▶ _Exercise details_:
Please return each line of the entries below that contains the word "sneaker", copying the line in full. Matching is case-sensitive.

------------------------------

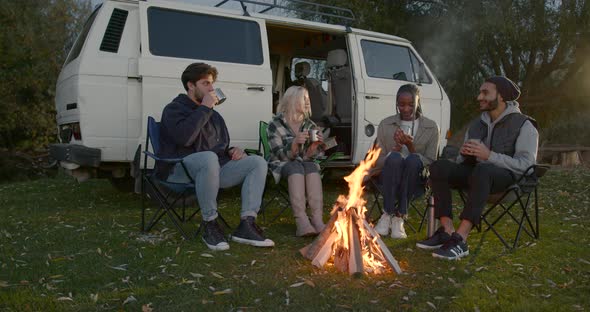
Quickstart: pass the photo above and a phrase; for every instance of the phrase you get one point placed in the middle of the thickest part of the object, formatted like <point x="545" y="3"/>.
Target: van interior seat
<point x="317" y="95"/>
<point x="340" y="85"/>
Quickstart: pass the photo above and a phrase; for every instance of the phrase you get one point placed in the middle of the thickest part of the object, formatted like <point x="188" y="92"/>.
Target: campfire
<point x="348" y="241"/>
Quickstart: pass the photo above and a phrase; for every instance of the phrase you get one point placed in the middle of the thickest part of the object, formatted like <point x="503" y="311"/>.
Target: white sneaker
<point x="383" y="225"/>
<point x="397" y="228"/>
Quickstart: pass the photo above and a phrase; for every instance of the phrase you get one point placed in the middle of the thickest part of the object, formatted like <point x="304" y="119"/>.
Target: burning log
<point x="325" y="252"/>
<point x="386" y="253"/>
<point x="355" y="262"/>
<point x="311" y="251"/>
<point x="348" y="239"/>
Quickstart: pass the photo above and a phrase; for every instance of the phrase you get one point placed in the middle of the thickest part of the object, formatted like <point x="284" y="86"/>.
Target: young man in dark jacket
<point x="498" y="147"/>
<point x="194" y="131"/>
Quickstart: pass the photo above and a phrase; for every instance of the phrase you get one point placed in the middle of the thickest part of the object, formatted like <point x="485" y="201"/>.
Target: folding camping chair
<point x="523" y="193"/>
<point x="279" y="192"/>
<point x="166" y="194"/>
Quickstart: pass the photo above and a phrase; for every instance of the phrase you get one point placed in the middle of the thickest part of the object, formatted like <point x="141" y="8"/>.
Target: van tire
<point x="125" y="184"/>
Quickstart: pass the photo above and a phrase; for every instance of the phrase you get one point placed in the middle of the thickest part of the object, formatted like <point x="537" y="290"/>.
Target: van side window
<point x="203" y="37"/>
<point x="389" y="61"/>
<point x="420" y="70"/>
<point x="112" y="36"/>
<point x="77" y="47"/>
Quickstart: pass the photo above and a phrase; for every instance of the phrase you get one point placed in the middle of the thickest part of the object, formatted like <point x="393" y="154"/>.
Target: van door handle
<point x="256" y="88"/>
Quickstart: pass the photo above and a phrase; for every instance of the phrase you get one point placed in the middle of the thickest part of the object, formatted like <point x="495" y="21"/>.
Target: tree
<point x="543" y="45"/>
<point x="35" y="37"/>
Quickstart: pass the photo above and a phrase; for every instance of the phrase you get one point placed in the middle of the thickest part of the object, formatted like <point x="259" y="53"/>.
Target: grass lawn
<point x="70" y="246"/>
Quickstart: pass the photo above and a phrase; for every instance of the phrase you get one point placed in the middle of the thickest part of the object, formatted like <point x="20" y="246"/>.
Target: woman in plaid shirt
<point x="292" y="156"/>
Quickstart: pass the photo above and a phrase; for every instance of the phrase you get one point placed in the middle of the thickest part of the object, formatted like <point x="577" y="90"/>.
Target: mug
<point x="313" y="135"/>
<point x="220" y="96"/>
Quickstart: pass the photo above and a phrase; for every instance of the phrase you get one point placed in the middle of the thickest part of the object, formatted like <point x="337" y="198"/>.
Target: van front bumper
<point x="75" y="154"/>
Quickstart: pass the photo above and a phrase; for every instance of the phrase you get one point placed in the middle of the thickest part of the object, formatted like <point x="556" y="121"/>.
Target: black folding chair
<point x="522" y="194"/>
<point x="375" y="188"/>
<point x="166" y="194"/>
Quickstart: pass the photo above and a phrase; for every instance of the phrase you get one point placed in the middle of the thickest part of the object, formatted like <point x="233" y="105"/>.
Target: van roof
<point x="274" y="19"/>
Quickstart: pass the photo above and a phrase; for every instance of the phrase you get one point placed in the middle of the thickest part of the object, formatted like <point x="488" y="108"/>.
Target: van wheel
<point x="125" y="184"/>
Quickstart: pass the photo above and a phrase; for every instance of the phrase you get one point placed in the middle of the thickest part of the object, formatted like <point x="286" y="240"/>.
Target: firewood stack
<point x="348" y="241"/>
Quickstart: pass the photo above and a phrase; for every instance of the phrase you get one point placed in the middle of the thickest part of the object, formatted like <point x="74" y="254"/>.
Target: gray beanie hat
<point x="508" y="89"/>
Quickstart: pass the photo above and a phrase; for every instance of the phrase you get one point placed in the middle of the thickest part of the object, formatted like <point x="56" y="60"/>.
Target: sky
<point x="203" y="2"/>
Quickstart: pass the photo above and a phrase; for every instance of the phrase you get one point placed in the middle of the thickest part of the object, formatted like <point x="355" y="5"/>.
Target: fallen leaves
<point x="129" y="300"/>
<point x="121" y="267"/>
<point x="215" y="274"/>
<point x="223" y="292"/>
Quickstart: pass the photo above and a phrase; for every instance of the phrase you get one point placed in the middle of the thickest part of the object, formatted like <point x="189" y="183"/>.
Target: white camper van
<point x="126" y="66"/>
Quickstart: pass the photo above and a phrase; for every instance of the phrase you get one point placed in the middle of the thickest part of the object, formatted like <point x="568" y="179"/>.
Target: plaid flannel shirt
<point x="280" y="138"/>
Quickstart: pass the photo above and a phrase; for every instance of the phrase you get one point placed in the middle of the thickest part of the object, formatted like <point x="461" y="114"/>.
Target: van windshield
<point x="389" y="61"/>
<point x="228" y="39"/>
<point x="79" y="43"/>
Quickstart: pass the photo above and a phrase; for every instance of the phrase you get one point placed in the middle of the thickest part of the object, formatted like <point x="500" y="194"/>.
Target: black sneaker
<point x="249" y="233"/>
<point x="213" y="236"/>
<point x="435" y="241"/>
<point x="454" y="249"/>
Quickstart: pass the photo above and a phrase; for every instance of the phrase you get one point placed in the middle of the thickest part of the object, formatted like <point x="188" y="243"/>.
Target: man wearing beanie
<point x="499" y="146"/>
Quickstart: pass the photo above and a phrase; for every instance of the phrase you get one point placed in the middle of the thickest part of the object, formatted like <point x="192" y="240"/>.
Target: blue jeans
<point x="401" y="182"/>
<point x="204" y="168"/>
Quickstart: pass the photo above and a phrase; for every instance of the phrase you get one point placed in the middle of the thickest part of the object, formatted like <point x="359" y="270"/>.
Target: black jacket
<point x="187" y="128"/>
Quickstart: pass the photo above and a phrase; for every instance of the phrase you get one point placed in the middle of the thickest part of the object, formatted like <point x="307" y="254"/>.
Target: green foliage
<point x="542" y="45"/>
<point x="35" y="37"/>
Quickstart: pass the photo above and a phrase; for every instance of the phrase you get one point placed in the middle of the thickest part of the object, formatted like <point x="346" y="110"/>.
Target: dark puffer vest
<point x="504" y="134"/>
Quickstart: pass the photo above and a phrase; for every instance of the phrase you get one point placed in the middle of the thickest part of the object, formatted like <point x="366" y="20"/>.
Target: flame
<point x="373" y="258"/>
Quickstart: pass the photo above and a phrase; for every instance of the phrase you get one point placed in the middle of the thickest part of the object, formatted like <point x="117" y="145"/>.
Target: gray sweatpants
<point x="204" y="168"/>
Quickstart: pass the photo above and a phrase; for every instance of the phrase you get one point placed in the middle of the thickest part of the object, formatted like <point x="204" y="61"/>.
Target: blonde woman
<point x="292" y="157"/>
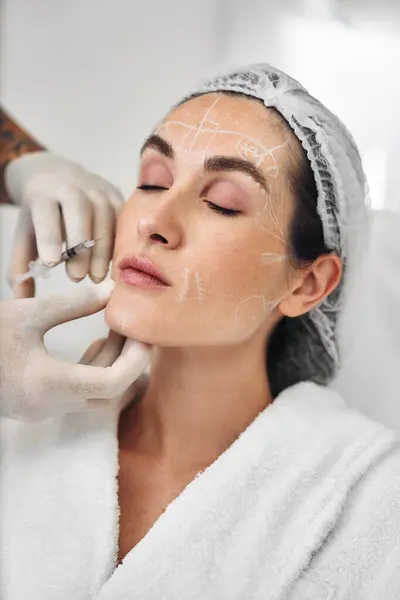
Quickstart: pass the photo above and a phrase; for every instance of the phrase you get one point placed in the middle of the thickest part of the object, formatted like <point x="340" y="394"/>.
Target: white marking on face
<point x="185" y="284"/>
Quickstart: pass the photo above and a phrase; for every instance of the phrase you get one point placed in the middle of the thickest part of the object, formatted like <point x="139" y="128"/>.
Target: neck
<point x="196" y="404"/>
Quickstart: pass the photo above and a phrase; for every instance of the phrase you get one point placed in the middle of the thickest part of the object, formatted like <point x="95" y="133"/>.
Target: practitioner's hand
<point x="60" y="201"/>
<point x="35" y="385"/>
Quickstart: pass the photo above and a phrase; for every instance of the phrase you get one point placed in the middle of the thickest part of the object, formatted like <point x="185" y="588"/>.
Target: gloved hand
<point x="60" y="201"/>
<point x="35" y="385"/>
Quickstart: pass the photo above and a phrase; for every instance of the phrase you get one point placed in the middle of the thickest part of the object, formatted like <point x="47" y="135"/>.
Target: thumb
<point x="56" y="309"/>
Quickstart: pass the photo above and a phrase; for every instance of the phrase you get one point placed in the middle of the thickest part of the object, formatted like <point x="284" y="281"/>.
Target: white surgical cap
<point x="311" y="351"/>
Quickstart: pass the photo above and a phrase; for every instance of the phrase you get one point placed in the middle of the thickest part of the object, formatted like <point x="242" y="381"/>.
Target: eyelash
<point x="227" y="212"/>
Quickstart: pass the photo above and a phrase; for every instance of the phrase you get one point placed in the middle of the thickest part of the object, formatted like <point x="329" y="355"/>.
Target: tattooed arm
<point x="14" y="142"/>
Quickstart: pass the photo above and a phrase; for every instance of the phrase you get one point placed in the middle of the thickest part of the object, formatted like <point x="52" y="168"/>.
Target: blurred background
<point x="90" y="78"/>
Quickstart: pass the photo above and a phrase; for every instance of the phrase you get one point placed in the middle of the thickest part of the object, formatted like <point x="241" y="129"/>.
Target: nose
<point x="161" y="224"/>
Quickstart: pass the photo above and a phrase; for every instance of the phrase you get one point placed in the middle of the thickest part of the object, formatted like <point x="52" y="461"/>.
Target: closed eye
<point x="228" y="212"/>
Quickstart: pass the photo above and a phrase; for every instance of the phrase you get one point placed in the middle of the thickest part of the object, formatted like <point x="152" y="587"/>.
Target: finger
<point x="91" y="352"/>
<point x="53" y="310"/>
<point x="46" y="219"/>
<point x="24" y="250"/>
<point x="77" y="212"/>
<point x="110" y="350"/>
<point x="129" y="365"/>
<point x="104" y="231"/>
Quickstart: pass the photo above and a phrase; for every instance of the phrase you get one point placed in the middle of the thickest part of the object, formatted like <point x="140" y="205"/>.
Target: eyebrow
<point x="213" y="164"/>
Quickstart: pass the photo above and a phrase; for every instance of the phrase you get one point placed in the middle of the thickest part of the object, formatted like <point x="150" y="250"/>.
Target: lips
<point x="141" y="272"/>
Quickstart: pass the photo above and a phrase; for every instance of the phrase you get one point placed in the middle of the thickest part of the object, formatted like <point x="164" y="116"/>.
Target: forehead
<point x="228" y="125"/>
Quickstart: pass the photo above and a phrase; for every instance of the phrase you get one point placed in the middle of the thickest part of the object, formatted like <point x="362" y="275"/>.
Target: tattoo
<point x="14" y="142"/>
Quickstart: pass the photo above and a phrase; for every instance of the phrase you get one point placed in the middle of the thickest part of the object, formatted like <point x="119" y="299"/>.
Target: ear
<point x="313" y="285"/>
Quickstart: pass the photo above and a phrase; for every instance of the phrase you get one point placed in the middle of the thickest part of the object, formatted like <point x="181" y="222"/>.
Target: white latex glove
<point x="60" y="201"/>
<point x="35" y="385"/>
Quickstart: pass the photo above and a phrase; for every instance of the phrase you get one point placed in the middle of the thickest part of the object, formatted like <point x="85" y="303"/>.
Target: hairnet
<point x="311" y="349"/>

------------------------------

▶ _Solution to this problem_:
Target: white sneaker
Target: black sneaker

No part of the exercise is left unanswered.